> **TASK DESCRIPTION**
Lines before the one containing "Annotation task — tag each instance of the white baseboard" in the records below are to be left out; that line and all after it, through the end, are to be retyped exactly.

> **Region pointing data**
++++++++

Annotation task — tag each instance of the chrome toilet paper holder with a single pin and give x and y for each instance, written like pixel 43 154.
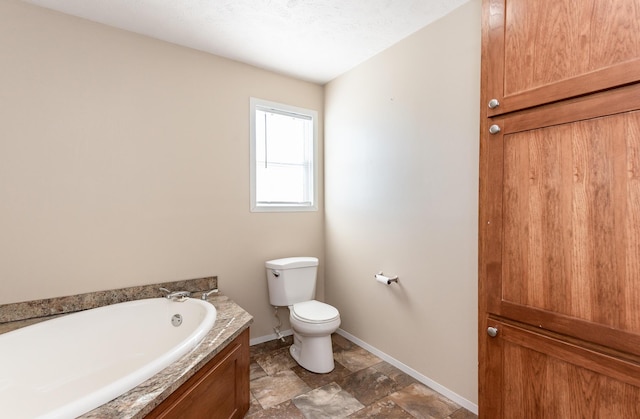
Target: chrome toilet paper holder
pixel 380 277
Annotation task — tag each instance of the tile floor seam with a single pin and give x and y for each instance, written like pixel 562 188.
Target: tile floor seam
pixel 277 382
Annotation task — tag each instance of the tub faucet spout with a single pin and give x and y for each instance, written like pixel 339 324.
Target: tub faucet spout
pixel 176 295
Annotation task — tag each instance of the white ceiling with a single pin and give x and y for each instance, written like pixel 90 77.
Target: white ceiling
pixel 314 40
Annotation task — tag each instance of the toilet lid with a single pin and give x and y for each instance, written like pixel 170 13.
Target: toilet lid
pixel 314 312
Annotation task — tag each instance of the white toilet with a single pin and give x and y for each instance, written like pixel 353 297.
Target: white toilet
pixel 292 283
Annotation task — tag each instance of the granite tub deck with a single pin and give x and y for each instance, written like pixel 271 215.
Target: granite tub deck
pixel 138 402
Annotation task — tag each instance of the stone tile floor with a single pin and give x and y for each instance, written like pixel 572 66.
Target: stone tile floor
pixel 361 386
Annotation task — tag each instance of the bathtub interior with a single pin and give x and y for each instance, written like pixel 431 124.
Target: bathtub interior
pixel 69 365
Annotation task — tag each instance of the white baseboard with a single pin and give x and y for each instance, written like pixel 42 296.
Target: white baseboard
pixel 472 407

++++++++

> **ANSWER SPACE**
Annotation task — tag each instance of the white baseboard with a single pin and give x and y for each instance, written like pixel 42 296.
Target: white baseboard
pixel 472 407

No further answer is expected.